** BEGIN RAW DATA **

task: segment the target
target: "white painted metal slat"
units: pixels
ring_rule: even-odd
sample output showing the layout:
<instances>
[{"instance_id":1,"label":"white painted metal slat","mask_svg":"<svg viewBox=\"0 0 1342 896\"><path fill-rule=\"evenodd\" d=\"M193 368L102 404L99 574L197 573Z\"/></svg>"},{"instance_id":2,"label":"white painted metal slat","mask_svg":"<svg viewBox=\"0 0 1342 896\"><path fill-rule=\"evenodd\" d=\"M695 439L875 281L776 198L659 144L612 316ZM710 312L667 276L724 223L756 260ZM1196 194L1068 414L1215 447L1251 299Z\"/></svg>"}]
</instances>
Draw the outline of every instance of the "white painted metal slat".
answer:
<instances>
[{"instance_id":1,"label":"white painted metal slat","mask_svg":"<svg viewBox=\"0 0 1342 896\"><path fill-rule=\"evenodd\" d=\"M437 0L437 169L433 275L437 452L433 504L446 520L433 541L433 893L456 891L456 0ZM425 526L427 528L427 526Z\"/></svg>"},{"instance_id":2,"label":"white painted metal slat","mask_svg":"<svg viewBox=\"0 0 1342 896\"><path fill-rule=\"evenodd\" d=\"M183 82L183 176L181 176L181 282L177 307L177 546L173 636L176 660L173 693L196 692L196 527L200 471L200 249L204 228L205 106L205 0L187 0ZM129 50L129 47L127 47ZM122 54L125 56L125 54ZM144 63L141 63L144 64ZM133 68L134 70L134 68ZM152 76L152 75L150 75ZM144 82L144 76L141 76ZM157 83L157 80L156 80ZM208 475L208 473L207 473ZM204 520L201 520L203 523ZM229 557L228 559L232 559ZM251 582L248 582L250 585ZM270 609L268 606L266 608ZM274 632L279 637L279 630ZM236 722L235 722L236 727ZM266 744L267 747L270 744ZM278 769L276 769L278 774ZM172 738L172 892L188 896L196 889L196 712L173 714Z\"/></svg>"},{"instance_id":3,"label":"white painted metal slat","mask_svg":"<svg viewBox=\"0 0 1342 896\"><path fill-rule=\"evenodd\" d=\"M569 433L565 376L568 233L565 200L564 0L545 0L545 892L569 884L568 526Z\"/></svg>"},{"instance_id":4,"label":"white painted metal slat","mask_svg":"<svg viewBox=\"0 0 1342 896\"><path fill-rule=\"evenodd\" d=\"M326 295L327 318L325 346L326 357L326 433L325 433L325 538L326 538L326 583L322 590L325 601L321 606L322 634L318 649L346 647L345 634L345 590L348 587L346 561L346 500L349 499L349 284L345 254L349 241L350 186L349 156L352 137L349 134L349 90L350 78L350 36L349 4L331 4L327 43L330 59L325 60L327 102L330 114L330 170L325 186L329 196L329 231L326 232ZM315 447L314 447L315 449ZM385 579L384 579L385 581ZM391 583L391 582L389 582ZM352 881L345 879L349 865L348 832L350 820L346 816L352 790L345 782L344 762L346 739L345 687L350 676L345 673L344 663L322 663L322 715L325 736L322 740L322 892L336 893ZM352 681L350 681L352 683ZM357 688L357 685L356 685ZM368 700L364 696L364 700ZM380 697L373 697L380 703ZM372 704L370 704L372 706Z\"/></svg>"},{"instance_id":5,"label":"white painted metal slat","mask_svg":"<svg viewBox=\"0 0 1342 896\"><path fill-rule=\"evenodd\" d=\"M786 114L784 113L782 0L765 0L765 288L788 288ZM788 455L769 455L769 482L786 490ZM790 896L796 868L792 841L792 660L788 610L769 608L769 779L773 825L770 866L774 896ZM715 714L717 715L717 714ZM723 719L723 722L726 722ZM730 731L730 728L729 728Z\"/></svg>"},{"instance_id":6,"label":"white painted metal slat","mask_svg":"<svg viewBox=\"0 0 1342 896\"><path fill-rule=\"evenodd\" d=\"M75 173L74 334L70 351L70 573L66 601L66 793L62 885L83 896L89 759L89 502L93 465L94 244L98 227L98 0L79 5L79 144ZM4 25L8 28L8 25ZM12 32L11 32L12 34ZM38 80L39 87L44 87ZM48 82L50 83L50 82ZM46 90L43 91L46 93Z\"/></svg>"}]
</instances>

** END RAW DATA **

- [WHAT IS REQUIRED]:
Each record must be returned exactly as it is written.

- [WRITTEN REPLY]:
task: segment the target
target: "white painted metal slat"
units: pixels
ring_rule: even-odd
sample output showing the layout:
<instances>
[{"instance_id":1,"label":"white painted metal slat","mask_svg":"<svg viewBox=\"0 0 1342 896\"><path fill-rule=\"evenodd\" d=\"M193 368L102 404L99 574L197 573Z\"/></svg>"},{"instance_id":2,"label":"white painted metal slat","mask_svg":"<svg viewBox=\"0 0 1342 896\"><path fill-rule=\"evenodd\" d=\"M695 439L875 281L776 198L659 144L612 316ZM710 312L667 276L724 223L756 260ZM1196 194L1068 414L1215 447L1251 299Z\"/></svg>"}]
</instances>
Draw the outline of every instance of the "white painted metal slat".
answer:
<instances>
[{"instance_id":1,"label":"white painted metal slat","mask_svg":"<svg viewBox=\"0 0 1342 896\"><path fill-rule=\"evenodd\" d=\"M437 0L437 169L433 275L437 452L433 504L446 520L433 541L433 893L456 891L456 0ZM425 526L427 528L427 526Z\"/></svg>"},{"instance_id":2,"label":"white painted metal slat","mask_svg":"<svg viewBox=\"0 0 1342 896\"><path fill-rule=\"evenodd\" d=\"M183 82L183 176L181 176L181 282L177 307L177 546L173 636L176 660L173 693L196 692L196 527L200 471L200 249L204 228L205 106L205 0L187 0ZM129 50L129 47L127 47ZM122 54L125 56L125 54ZM144 63L141 63L144 64ZM133 68L134 70L134 68ZM152 76L152 75L150 75ZM144 82L144 76L141 76ZM157 83L157 80L156 80ZM208 475L208 473L207 473ZM204 520L201 520L203 523ZM229 557L228 559L232 559ZM251 582L248 582L250 585ZM270 609L268 606L266 608ZM274 632L279 637L279 630ZM236 722L235 722L236 727ZM266 744L267 747L270 744ZM278 769L276 769L278 774ZM172 738L172 892L188 896L196 889L196 712L173 714Z\"/></svg>"},{"instance_id":3,"label":"white painted metal slat","mask_svg":"<svg viewBox=\"0 0 1342 896\"><path fill-rule=\"evenodd\" d=\"M569 433L565 376L568 233L565 200L564 0L545 0L545 892L569 884L568 526Z\"/></svg>"},{"instance_id":4,"label":"white painted metal slat","mask_svg":"<svg viewBox=\"0 0 1342 896\"><path fill-rule=\"evenodd\" d=\"M326 295L327 318L325 346L326 357L326 433L325 433L325 538L326 538L326 583L322 590L325 601L321 606L322 634L318 649L346 647L345 634L345 590L348 587L346 561L346 500L349 499L349 284L345 254L349 241L350 186L349 156L352 137L349 134L349 90L350 78L350 36L349 4L331 4L327 43L330 59L325 60L327 102L330 114L330 170L325 186L329 196L329 231L326 232ZM315 447L314 447L315 449ZM385 579L384 579L385 581ZM391 583L391 582L389 582ZM352 881L345 879L349 865L348 832L350 820L346 816L352 790L345 782L344 762L346 739L345 687L350 676L345 673L344 663L322 663L322 715L325 736L322 740L322 892L336 893ZM352 681L350 681L352 683ZM357 688L357 685L356 685ZM368 700L364 696L364 700ZM380 697L373 697L380 703ZM372 704L370 704L372 706Z\"/></svg>"},{"instance_id":5,"label":"white painted metal slat","mask_svg":"<svg viewBox=\"0 0 1342 896\"><path fill-rule=\"evenodd\" d=\"M786 114L784 113L782 0L765 0L765 288L788 288ZM788 455L769 455L769 482L786 490ZM790 896L796 868L792 841L792 660L788 610L769 608L769 779L773 825L770 866L774 896ZM715 714L717 715L717 714ZM723 719L723 722L726 722ZM730 731L730 728L729 728Z\"/></svg>"},{"instance_id":6,"label":"white painted metal slat","mask_svg":"<svg viewBox=\"0 0 1342 896\"><path fill-rule=\"evenodd\" d=\"M75 173L74 334L70 351L70 573L66 601L66 793L62 885L83 896L89 759L89 502L93 465L94 244L98 227L98 0L79 5L79 144ZM4 25L8 28L8 25ZM12 32L11 32L12 34ZM38 80L39 87L44 87ZM48 82L50 83L50 82ZM46 90L43 91L46 93Z\"/></svg>"}]
</instances>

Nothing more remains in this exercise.